__Exercise text__:

Thailand’s durian industry is preparing to navigate China’s strict Covid-19 protocols so it can maintain exports to the crucial market during the upcoming season.
According to a report from Channel News Asia (CNA), the industry is alert to the repercussions of any detection of Covid-19 under China’s zero-COVID-19.
Chonlatee Numnoo is director of the Agricultural Research and Development Office in Region 6, which is home to some of Thailand’s largest areas of durian production.
Chonlatee told CNA if Covid is detected on a shipment, the fruit would be destroyed, and the border could be closed for several days or weeks. This is a situation that has already played out for Thai fruit growers last year, especially during longan season as well as for Vietnamese exporters.
“The damage was immense, with tens of thousands of tonnes of the fruits estimated to have spoiled,” said Chonlatee.
“It’s difficult for us to control it because there are chances of detection by random checks. Moreover, given the current situation of Covid-19, the Omicron variant is easily transmitted and spreads fast. So, we’re quite concerned.”
According to data from Thailand’s DepartmentofAgriculture, more than 875,000 tonnes of durian was exported to China in 2021 worth at least US$3.4bn.
The industry cannot afford to lose access to such a lucrative market, so it has begun implementing its own zero-COVID-19 strategy at farms and packhouses across the country.
This includes regular Covid-19 testing, personal protective equipment for workers and disinfection for shipments and trucks.
“We must ensure our packing houses are free from Covid-19,” Chonlatee said.“Even for the drivers who will bring in trucks, we also have control measures for them. For example, they have accommodation specially designated for them.”
Another way the industry is hoping to facilitate exports this season is by gaining access to the new China-Laos railway. The route was opened at the end of 2021 and would provide an advantageous additional option for Thai durian exporters who currently ship a significant amount of product through Laos and Vietnam.
Thailand has been granted approval to use the high-speed railway to export fruit but the Department of Agriculture is trying to negotiate access and there are hopes this could be done by mid-2022.

__Data under study__:
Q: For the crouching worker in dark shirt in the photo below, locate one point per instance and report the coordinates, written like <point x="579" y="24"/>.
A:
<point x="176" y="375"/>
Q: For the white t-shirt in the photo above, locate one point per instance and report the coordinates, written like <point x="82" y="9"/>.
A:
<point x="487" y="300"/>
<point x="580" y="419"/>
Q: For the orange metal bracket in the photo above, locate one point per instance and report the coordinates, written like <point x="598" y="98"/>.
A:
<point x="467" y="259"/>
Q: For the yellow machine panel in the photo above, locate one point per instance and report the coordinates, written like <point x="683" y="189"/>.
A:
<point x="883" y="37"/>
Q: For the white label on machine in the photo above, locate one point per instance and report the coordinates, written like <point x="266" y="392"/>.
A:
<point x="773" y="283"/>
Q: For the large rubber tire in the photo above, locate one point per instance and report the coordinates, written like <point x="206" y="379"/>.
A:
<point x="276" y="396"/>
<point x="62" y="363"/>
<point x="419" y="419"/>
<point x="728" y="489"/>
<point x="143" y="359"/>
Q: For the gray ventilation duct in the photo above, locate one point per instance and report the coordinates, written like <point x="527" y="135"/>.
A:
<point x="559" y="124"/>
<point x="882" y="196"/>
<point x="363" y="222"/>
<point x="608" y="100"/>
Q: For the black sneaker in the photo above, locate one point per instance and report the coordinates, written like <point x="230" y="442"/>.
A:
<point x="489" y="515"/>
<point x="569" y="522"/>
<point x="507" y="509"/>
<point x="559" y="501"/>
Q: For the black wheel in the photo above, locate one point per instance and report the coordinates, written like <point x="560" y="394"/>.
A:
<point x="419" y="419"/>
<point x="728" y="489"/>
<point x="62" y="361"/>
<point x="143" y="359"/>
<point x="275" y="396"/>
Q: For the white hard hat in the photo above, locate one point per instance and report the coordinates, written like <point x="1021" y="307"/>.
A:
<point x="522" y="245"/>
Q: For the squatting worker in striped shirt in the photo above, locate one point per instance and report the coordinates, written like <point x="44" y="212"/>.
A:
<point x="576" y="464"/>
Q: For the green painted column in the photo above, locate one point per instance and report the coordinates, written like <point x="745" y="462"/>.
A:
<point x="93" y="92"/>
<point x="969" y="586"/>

__Things to do__:
1/ Translate this sentence from the durian export article into Spanish: "The industry cannot afford to lose access to such a lucrative market, so it has begun implementing its own zero-COVID-19 strategy at farms and packhouses across the country."
2/ List every measure named in the durian export article's sentence that begins "This includes regular Covid-19 testing".
The listing above is separate material and has no connection to the durian export article.

__Numbered responses__:
1/ La industria no puede permitirse perder el acceso a un mercado tan lucrativo, por lo que ha comenzado a aplicar su propia estrategia de cero COVID-19 en granjas y centros de empaque de todo el país.

2/
- Regular Covid-19 testing
- Personal protective equipment for workers
- Disinfection for shipments and trucks